### [Exercise text]
########################################
Odile Decq is a French architect and urban planner. International renown came in 1990 with her first major commission: La Banque Populaire de l’Ouest in Rennes. Since then, she has been faithful to her fighting attitude while diversifying and radicalizing her research.
Being awarded The Golden Lion of Architecture during the Venice Biennale in 1996 acknowledged her early and unusual career. Other than just a style, an attitude or a process, Odile Decq’s work materializes a complete universe that embraces urban planning, architecture, design and art. Her multidisciplinary approach was recently recognized with the Prix Femme Architecte in 2013 and the Jane Drew Prize in 2016.
Her most recent projects include: Le Cargo [Paris, 2016]; La Résidence Saint-Ange [Seyssins, 2015]; Fangshan Museum [Nanjing, 2015]; GL Events Headquarters [Lyon, 2014]; MACRO [Rome, 2010]; FRAC Bretagne [Rennes, 2012] and Phantom: Opéra Garnier’s restaurant [Paris, 2011].
Odile Decq has been teaching architecture for the past 25 years, a commitment ratified by the opening in 2014 of her own school in Lyon, France: the Confluence Institute for Innovation and Creative Strategies in Architecture.
########################################
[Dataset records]
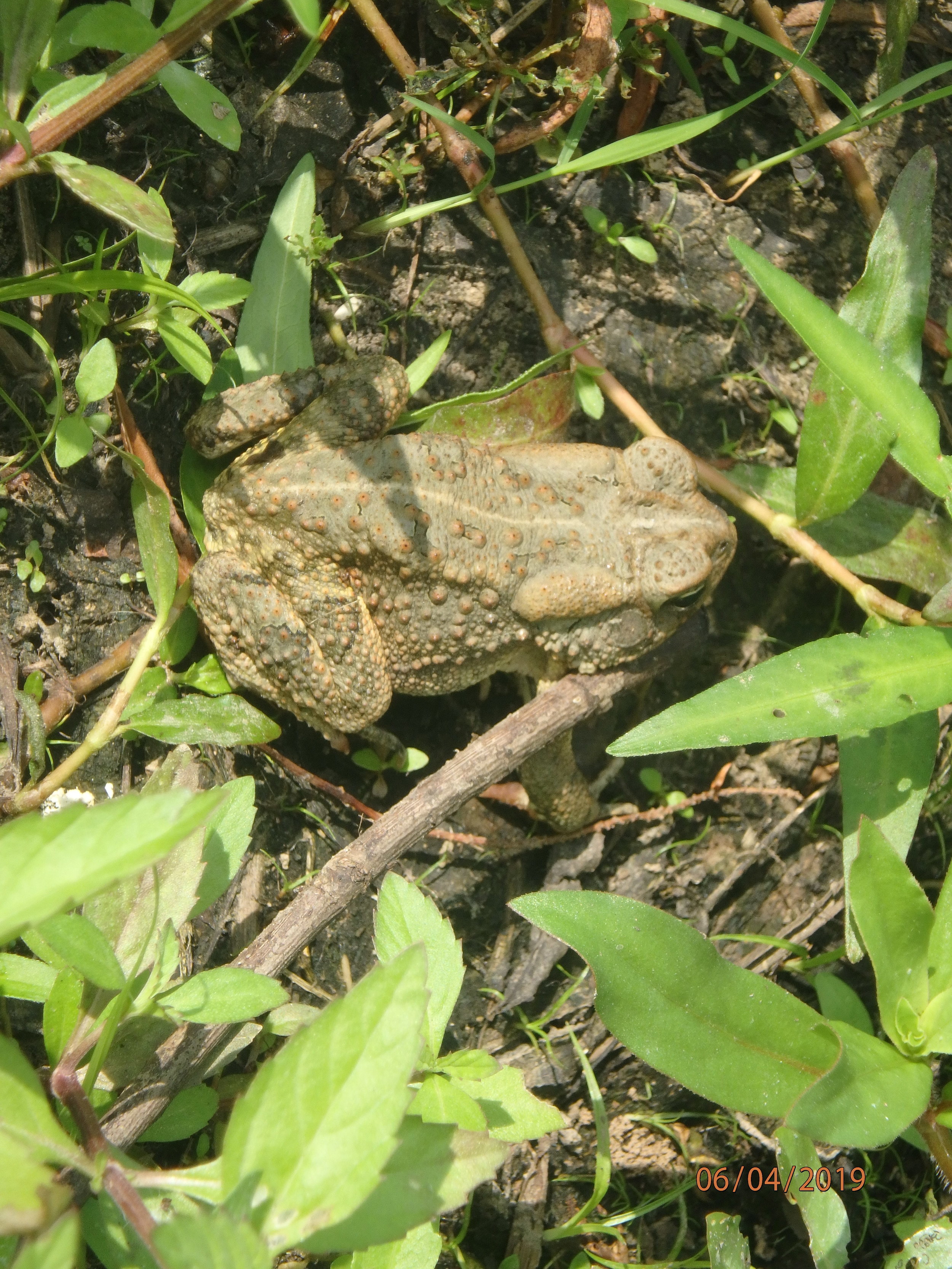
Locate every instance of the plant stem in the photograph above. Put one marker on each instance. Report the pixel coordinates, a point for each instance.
(106, 726)
(50, 136)
(559, 339)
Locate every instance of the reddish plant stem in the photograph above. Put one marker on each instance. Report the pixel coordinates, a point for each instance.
(50, 136)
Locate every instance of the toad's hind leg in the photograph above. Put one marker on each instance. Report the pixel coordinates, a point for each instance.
(332, 672)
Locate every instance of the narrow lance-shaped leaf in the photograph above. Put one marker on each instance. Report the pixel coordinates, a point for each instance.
(845, 686)
(885, 776)
(880, 386)
(843, 443)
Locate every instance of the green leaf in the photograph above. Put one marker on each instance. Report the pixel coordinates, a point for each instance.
(870, 1097)
(842, 686)
(96, 377)
(154, 253)
(512, 1112)
(275, 333)
(25, 979)
(880, 386)
(404, 917)
(74, 439)
(894, 919)
(432, 1170)
(186, 346)
(84, 947)
(840, 1001)
(58, 1248)
(55, 862)
(61, 97)
(216, 290)
(211, 721)
(61, 1013)
(438, 1101)
(26, 27)
(111, 193)
(824, 1215)
(320, 1120)
(885, 776)
(843, 445)
(210, 1240)
(113, 26)
(227, 995)
(727, 1245)
(160, 561)
(187, 1113)
(875, 537)
(206, 675)
(201, 102)
(228, 834)
(419, 1249)
(423, 366)
(307, 14)
(678, 1006)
########################################
### [Questions on the material]
a – In the text about Odile Decq, what was her first major commission?
b – From the Odile Decq text, copy the stretch from "Odile Decq is" through "radicalizing her research.".

### [Answers provided]
a – La Banque Populaire de l’Ouest in Rennes.

b –
Odile Decq is a French architect and urban planner. International renown came in 1990 with her first major commission: La Banque Populaire de l’Ouest in Rennes. Since then, she has been faithful to her fighting attitude while diversifying and radicalizing her research.